**TASK OBJECTIVE**
Filter the material below, copying out each line that contains the string "green". The match is case-sensitive.

**DATA TO USE**
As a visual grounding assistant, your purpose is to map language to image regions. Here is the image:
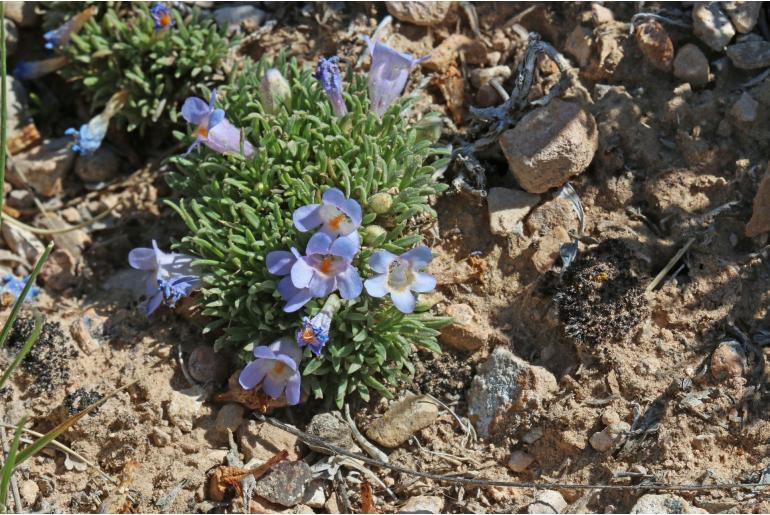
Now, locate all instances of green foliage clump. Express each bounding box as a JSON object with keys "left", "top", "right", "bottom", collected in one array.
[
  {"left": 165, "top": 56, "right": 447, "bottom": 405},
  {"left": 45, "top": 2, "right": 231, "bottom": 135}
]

--

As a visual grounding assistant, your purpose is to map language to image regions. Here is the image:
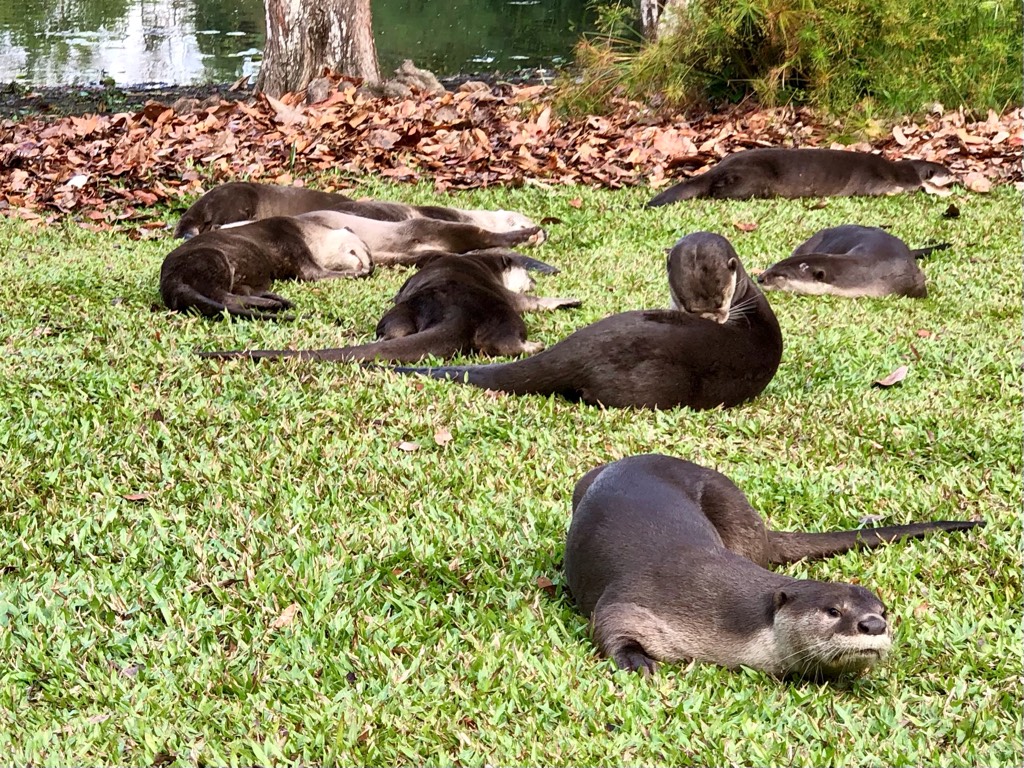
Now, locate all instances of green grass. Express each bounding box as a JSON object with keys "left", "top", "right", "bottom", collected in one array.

---

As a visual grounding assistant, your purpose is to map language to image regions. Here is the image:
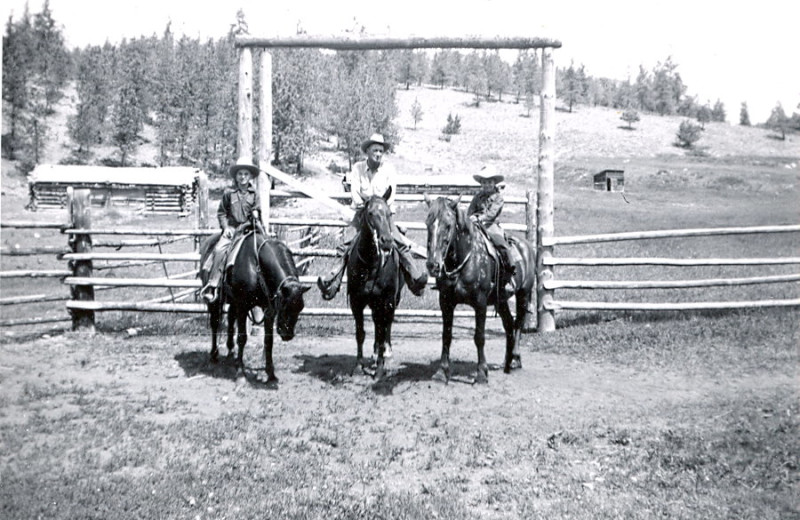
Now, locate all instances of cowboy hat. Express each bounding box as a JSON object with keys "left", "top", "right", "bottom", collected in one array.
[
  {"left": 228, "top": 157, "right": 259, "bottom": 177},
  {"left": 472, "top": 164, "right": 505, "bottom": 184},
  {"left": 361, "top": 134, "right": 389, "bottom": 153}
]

**OUTPUT FOR THIS TASK**
Now, locate all instances of green foliage clump. Express each bounding box as a JSON object with keys "left", "top", "right", "bottom", collected in one array.
Now, locate all instances of green grass. Express each bounding box as a JSON object with keys "left", "top", "right", "bottom", collected in one array.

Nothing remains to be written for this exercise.